◆ **THE EXERCISE**: Transcribe each of the following entries word for word, preserving every line.

══ DATASET RECORDS

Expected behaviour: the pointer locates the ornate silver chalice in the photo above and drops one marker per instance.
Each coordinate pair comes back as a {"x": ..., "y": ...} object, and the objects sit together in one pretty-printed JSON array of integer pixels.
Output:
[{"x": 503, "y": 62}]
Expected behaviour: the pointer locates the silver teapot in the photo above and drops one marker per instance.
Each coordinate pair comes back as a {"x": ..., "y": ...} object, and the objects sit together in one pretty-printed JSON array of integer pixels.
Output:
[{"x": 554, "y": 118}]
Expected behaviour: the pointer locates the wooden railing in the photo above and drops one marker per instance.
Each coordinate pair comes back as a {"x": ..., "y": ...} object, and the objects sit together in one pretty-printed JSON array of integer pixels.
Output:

════

◆ **EXPECTED OUTPUT**:
Expected behaviour: the pointer locates the ornate silver chalice in the photo above and drops one marker per instance.
Each coordinate pair comes back as a {"x": ..., "y": ...} object, and the objects sit together in one pretty-printed JSON array of integer pixels.
Output:
[{"x": 503, "y": 62}]
Expected behaviour: the pointer locates the silver teapot in the photo above and drops one marker per instance.
Each coordinate pair comes back as a {"x": ..., "y": ...} object, and the objects sit together in one pretty-printed JSON array of integer pixels.
Output:
[{"x": 554, "y": 118}]
Expected behaviour: the pointer locates the wooden railing in the photo above and drops one marker per instance.
Each coordinate pair comes back as a {"x": ..., "y": ...} object, and the objects sit together in one pretty-printed JSON array of integer pixels.
Output:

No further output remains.